» **Data provided**:
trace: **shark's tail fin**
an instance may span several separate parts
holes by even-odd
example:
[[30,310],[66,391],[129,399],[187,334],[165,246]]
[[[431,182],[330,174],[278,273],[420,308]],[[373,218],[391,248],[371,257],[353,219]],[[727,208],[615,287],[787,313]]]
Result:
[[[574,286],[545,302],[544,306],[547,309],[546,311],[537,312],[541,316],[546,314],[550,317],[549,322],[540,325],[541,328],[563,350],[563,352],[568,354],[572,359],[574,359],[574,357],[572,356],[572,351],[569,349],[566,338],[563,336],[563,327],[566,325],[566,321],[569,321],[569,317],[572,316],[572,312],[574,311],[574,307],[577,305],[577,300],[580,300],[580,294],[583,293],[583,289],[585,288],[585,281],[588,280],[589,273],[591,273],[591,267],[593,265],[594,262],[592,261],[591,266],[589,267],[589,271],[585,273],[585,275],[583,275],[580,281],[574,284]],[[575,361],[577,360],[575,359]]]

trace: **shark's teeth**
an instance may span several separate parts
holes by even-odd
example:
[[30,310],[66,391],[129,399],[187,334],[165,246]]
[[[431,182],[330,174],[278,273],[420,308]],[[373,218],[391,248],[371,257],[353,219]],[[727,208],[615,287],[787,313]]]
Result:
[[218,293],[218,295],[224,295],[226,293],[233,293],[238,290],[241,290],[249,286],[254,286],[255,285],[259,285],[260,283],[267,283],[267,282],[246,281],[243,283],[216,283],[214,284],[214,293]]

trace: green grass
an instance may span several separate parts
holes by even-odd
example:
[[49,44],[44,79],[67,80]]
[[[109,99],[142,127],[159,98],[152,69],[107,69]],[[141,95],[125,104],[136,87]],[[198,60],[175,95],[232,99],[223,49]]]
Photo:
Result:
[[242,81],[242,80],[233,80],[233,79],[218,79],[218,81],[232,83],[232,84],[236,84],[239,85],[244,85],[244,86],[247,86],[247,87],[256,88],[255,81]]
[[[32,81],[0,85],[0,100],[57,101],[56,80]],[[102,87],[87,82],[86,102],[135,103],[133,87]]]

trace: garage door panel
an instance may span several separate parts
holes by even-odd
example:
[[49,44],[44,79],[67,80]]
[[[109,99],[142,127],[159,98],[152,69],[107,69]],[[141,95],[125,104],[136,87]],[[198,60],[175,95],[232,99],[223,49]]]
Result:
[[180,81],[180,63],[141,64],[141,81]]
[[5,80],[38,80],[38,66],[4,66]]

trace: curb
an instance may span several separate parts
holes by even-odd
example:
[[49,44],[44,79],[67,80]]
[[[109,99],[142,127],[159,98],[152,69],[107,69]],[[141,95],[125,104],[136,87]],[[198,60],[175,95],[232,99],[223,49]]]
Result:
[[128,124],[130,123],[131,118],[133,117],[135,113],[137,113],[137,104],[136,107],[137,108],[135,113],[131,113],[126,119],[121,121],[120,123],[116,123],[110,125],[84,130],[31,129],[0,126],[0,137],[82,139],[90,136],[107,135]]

» **Exercise instructions**:
Rewrite every line from the one containing "trace: green grass" through the end of the items, keeping the requests and their sample outlines unchanged. In the answers, multiply each outline point coordinate by 0.75 and round it to a whole number, rounding halves up.

» **Finished answer**:
trace: green grass
an instance may span several separate parts
holes by even-odd
example:
[[49,44],[44,79],[67,80]]
[[[109,99],[142,127],[159,98],[152,69],[107,69]],[[141,95],[125,104],[136,87]],[[198,60],[175,95],[232,99],[223,49]]]
Photo:
Result:
[[182,61],[182,60],[175,60],[175,59],[164,59],[164,61],[174,62],[174,63],[177,63],[179,64],[183,64],[183,65],[185,65],[185,65],[192,66],[191,61]]
[[[24,61],[0,64],[0,75],[43,76],[42,60]],[[77,65],[65,62],[65,77],[101,77],[100,65]]]

trace: garage door panel
an instance may span several separate parts
holes by even-odd
example:
[[49,44],[44,79],[67,80]]
[[[109,99],[142,127],[159,98],[152,69],[107,69]],[[141,95],[125,104],[136,87]],[[198,60],[175,95],[232,99],[223,49]]]
Result:
[[135,61],[135,47],[106,48],[106,61]]
[[4,60],[29,60],[29,50],[3,50]]

trace: curb
an instance may span several separate parts
holes by even-odd
example:
[[49,44],[44,79],[67,80]]
[[[109,99],[142,127],[159,98],[152,69],[107,69]],[[141,95],[125,104],[136,87]],[[198,60],[175,95],[232,99],[223,49]]]
Result:
[[96,93],[98,92],[98,89],[100,88],[101,85],[103,85],[103,78],[102,80],[103,81],[101,85],[98,85],[95,89],[91,91],[90,92],[87,92],[83,94],[63,98],[23,97],[0,95],[0,103],[62,104],[68,102],[80,101]]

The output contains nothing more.